• _Document section_
/---

Saturday, April 19, 2008


Inside Dylan's Head: click to enlarge picture

I shall be (un)released; some wonderful Dylan rarities from Uncle Bob's Vault:

John Brown from the unreleased Town Hall Concert, in 1963. This was supposed to be issued on the "Bob Dylan in Concert" record that was scrapped by the label. Too bad. A young folk Dylan mesmerizes the crowd with an acoustic guitar and his timeless storytelling.

Like a Rolling Stone, take 6, from the unreleased Highway 61 sessions, 1965. This is just a couple takes away from the finished product, one of the greatest songs ever. Like the man said, this is "thin, wild mercury music." Electric Dylan. Shakespeare in the alley with pointed shoes and bells.

Simple Twist of Fate. Rarely performed, this unreleased gem is from the Rolling Thunder Review, a gypsy caravan that traveled the northeastern states in the autumn of 1975. He'd written this song not long before, but he's already rewritten it by now. As even casual fans know, you don't go to a Dylan show expecting it to sound like the records. Or even the same as the previous tour. He moves fast, like a thief.

"People have long wondered what goes on in Bob Dylan’s mind. But if you pay attention to what the recent Pulitzer Prize-winner says and plays on his XM satellite-radio program, Theme Time Radio Hour, you can actually get a pretty good idea. Here, by cataloging the themes has chosen for the episodes, the artists he has favored, and Dylan’s other preferences and quirks, Vanity Fair has constructed a revealing portrait of America’s most enigmatic musician."

Read the Vanity Fair article and find out by clicking HERE.


Anonymous said...

Nice tracks! Thanks! I've seen Dylan perform several times and he's always different every time.

Anonymous said...

\---

[Data records]
/---

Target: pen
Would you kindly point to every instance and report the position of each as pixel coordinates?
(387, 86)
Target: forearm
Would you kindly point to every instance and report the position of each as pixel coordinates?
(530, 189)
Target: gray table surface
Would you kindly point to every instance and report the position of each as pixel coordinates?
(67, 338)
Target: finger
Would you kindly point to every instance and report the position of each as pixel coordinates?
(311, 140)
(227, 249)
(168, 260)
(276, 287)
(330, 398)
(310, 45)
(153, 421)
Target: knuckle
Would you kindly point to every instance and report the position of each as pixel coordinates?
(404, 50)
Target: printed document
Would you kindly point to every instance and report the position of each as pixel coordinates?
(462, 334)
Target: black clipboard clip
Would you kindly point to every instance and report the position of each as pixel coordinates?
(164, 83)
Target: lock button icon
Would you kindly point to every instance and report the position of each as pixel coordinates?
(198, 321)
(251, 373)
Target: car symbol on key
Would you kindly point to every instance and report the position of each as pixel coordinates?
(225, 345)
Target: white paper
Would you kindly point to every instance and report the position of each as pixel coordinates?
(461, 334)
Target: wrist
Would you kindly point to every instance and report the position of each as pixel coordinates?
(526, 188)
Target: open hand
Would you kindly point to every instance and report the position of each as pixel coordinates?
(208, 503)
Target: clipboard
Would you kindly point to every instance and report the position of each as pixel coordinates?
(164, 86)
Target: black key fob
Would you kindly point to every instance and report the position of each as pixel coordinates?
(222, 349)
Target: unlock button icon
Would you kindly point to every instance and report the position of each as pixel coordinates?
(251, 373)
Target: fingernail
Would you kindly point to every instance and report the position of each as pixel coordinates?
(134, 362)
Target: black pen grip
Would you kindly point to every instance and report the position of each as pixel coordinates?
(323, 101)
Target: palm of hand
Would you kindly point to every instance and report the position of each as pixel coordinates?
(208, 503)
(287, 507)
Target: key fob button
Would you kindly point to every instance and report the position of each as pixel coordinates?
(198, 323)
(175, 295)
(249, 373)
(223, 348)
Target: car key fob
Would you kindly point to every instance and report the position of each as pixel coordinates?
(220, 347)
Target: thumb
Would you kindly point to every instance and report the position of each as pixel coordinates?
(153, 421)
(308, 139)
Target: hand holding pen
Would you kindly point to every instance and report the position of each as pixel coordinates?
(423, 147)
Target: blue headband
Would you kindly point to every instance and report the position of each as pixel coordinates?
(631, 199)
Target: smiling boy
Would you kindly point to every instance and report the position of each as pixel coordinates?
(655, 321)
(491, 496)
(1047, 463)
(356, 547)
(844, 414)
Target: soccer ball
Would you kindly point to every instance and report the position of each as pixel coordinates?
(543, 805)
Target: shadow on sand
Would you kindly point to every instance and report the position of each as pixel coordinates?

\---

• _Exercise directions_
How would the blog post about Dylan rarities continue from its last line? Write the next part.

• _Output of the exercise_
as a design nerd, i especially appreciate the milton glaser homage and joke in that article.

(good songs too . . . *cough*)

Anonymous said...

Just last night I was viewing the 3 video series on the making of the Travelling Wilbury's album. Most of the songs were recorded in a small studio or even the kitchen at Dylan's mountain retreat above LA, apparently. What struck me was that, although Dylan is considered THE poet, the other artists (dylan, petty, lynne, harrison) were mostly in awe of Roy Orbison. Petty made the comment that he got Roy Orbison's autograph every day.

The vids are worth watching.

Bob Rini said...

Roy Orbison was the man. Dylan said he was an opera singer, how he could hit those notes. I always thought he had so much sorrow in his life -- the tragic death of his family -- that it came through in his music. "Only the Lonely," for example, and "Crying." I think he was a rather plain looking fellow, kind of like a cheesecake with shades on, but if he'd been more handsome he could've been bigger than Elvis.
I have not seen the 3 video set, but I'd love to see it. That was sure a super group! For a long time the records and CDs were out of print, but then the box came out -- were the videos part of that box set? Thanks for the comments, Brian.
Carlos -- glad you noticed the Milton Glaser design -- believe it or not, that iconic image actually came as a poster in a Dylan album. I think it was the first greatest hits compilation, way back when. As Uncle Miltie would say, "Art is work." Get busy!

Anonymous said...

Bob, either get the link in my Traveling Wilburys post or go to Youtube and search traveling wilburys part 1...etc. You'll see them. BTW, the first and maybe the best version of I Shall Be Released was by Joan Baez...I think it was on the Joan album.

Bob Rini said...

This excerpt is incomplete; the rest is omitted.